**Prompt 1:** In the workflow state machine decision record, what drawback is listed for Temporal.io?

**Excerpted passage:**
————————
# ADR-010: Workflow State Machine Architecture

**Status:** Accepted
**Date:** 2025-12-29
**Deciders:** Architecture Team
**Related Spikes:** SPIKE-008

---

## Context

Syndarix requires durable state machines for orchestrating long-lived workflows that span hours to days:
- Sprint execution (1-2 weeks)
- Story implementation (hours to days)
- PR review cycles (hours)
- Approval flows (variable)

Workflows must survive system restarts, handle failures gracefully, and provide full visibility.

## Decision Drivers

- **Durability:** State must survive crashes and restarts
- **Visibility:** Clear status of all workflows
- **Flexibility:** Support various workflow types
- **Simplicity:** Avoid heavy infrastructure
- **Auditability:** Full history of state transitions

## Considered Options

### Option 1: Temporal.io

**Pros:**
- Durable execution out of the box
- Handles multi-day workflows
- Built-in retries, timeouts, versioning

**Cons:**
- Heavy infrastructure (cluster required)
————————
(Pointing and labeling entries)
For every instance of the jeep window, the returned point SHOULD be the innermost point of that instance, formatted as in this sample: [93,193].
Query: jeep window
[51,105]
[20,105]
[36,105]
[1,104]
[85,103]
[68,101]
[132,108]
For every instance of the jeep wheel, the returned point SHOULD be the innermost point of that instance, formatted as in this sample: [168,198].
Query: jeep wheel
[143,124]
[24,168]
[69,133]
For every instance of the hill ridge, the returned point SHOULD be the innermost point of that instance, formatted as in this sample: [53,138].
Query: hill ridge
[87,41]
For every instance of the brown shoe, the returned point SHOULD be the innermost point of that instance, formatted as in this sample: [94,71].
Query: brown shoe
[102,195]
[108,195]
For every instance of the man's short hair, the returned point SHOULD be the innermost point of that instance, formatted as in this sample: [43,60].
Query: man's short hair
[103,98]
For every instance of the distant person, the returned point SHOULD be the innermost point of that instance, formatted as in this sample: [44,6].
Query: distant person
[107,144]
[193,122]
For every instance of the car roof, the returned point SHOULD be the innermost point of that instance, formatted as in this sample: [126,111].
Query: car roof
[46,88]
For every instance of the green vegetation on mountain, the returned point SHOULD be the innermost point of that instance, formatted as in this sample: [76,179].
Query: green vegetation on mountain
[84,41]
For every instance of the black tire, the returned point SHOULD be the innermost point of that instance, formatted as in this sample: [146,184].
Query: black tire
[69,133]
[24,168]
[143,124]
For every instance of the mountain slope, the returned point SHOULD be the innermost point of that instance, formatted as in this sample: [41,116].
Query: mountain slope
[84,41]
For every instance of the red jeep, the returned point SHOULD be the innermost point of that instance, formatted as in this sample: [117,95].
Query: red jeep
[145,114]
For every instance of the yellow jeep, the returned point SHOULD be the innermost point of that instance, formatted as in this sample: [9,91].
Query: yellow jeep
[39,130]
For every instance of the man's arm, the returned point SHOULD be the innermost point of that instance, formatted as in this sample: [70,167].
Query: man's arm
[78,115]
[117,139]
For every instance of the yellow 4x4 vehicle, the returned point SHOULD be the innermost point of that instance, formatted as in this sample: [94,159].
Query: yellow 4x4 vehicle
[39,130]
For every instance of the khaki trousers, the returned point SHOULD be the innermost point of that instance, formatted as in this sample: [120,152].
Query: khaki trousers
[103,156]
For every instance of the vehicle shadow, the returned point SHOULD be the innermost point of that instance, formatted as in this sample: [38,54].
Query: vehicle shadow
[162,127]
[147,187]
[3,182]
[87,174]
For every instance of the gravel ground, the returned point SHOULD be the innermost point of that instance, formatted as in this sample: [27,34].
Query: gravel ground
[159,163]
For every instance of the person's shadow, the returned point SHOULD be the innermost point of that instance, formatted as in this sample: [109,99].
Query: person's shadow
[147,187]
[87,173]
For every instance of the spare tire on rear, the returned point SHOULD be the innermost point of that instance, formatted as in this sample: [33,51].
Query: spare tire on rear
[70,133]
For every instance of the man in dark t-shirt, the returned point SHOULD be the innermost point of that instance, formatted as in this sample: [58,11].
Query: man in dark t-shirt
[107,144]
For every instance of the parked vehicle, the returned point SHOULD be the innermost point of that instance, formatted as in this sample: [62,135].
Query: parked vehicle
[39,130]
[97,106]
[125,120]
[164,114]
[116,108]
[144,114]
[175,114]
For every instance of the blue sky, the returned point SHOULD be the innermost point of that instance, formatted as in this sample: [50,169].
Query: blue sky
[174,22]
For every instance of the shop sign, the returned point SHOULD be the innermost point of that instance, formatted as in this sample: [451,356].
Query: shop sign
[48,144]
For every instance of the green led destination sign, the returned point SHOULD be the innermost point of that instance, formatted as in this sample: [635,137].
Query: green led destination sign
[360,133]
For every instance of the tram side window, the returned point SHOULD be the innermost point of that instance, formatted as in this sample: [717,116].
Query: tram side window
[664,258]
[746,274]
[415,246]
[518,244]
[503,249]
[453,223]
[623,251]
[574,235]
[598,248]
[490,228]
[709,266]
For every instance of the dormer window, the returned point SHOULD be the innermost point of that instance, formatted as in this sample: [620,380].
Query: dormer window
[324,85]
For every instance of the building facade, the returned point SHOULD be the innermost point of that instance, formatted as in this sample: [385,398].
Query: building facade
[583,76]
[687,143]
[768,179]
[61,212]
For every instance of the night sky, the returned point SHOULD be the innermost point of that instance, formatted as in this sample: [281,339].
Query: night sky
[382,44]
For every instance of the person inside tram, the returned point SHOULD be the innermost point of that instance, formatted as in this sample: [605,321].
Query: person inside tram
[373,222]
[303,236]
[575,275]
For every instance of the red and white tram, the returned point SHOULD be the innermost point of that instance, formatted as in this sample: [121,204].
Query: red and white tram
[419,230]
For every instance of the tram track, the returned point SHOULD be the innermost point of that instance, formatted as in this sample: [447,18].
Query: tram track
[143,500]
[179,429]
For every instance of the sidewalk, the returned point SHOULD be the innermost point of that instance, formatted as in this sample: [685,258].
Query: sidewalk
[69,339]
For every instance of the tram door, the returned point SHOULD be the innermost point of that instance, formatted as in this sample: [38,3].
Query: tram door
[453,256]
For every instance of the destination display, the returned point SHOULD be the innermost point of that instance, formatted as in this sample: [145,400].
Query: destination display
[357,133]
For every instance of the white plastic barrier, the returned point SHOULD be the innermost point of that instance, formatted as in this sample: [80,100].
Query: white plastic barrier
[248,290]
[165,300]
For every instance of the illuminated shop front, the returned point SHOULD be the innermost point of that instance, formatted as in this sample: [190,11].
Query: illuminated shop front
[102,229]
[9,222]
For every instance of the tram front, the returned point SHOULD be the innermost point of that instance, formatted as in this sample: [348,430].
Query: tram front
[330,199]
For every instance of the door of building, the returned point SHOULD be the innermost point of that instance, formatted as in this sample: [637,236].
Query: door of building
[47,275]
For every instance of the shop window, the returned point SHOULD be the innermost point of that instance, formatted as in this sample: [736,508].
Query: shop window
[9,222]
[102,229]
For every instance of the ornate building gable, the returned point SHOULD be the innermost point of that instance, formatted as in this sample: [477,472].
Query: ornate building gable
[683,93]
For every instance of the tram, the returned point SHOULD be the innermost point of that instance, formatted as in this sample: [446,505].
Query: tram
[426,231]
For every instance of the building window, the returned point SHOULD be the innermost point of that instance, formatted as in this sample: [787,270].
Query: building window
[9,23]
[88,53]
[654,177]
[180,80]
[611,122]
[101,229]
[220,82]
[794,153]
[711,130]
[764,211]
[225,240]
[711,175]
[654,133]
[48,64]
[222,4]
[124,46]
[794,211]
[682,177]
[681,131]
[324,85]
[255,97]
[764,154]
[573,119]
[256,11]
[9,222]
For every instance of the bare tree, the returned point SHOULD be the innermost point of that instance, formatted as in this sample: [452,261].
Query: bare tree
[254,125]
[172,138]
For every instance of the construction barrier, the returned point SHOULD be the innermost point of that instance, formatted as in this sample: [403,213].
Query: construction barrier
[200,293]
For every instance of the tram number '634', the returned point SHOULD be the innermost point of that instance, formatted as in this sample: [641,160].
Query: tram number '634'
————————
**Prompt 2:** Give the rows again, starting with the line that contains "For every instance of the shop window, the" and going on through the end of the rows, with every "SHOULD" changed to "MUST" and nothing else altered; return only those rows.

**Solution 1:** It needs heavy infrastructure, since a cluster is required.

**Solution 2:**
For every instance of the shop window, the returned point MUST be the innermost point of that instance, formatted as in this sample: [736,508].
Query: shop window
[9,222]
[102,229]
For every instance of the ornate building gable, the returned point MUST be the innermost point of that instance, formatted as in this sample: [477,472].
Query: ornate building gable
[683,93]
For every instance of the tram, the returned point MUST be the innermost point of that instance, formatted as in this sample: [446,505].
Query: tram
[426,231]
For every instance of the building window, the returned point MUST be the innermost point of that instance, formatted as in this sample: [787,270].
Query: building window
[9,23]
[88,53]
[654,177]
[180,80]
[611,122]
[101,229]
[220,82]
[794,153]
[711,130]
[764,211]
[225,240]
[711,175]
[654,133]
[48,64]
[222,4]
[124,46]
[794,211]
[682,177]
[681,131]
[324,85]
[255,97]
[764,154]
[573,119]
[256,11]
[9,222]
For every instance of the bare tree, the returned point MUST be the innermost point of that instance, formatted as in this sample: [452,261].
Query: bare tree
[254,125]
[172,138]
For every instance of the construction barrier, the returned point MUST be the innermost point of that instance, formatted as in this sample: [403,213].
Query: construction barrier
[200,293]
For every instance of the tram number '634', the returned point MUST be the innermost point of that instance, formatted as in this sample: [641,160].
Query: tram number '634'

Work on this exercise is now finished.